» **WHAT IS EXPECTED**
Find every line in the material below that contains the word "tree" and copy each of those lines. Case counts.

» **TASK INPUT**
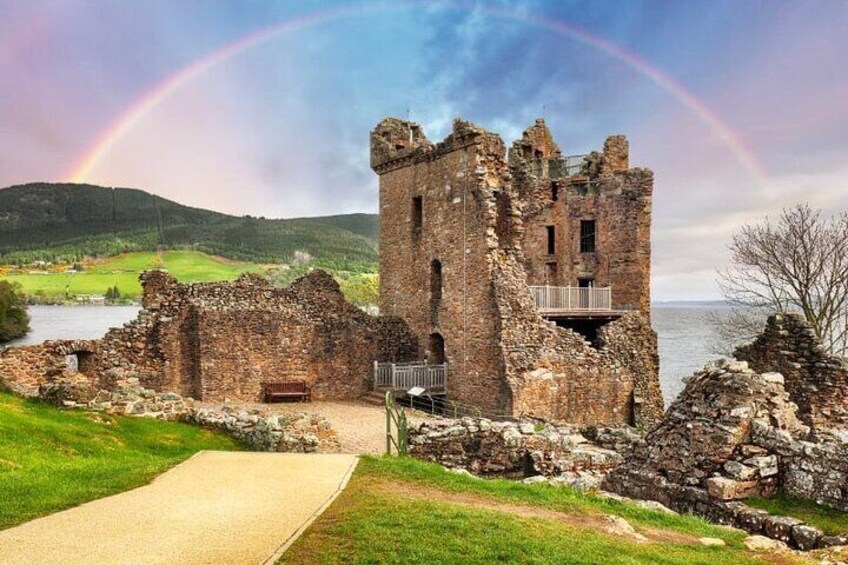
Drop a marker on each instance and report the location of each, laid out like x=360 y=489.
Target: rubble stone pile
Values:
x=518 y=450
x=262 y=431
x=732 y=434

---

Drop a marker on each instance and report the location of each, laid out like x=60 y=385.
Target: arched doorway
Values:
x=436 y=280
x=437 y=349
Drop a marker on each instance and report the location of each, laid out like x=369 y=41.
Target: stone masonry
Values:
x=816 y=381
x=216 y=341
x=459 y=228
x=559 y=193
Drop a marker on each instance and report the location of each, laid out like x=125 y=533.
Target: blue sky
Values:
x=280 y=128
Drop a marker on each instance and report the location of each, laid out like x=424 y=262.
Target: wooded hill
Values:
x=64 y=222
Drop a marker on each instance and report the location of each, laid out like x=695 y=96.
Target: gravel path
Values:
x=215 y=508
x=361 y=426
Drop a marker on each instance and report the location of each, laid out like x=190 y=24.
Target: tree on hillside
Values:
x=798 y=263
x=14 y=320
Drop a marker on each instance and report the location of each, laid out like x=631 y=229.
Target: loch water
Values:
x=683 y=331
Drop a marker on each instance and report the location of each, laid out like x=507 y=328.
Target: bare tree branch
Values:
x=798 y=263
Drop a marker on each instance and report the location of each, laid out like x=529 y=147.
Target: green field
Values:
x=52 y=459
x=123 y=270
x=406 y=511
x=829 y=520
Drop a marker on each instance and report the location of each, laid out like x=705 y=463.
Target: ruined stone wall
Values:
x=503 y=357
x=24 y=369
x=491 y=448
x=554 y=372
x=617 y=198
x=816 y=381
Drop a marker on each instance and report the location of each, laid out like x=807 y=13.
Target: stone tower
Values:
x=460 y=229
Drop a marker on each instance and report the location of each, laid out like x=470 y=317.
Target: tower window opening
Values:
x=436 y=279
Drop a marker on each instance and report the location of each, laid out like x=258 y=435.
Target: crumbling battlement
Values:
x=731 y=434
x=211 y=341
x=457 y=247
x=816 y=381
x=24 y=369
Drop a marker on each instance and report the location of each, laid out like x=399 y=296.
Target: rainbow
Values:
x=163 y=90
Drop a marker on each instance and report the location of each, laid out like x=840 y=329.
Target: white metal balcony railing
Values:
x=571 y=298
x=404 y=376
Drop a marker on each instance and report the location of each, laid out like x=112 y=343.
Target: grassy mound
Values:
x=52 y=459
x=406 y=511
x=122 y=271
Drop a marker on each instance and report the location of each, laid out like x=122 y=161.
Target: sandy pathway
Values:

* * *

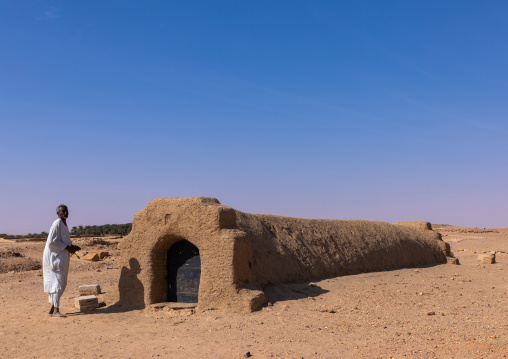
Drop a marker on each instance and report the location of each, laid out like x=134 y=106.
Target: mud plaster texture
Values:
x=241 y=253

» **RESULT FOR THIS EXERCISE**
Target: tree on hillside
Target: bare tree branch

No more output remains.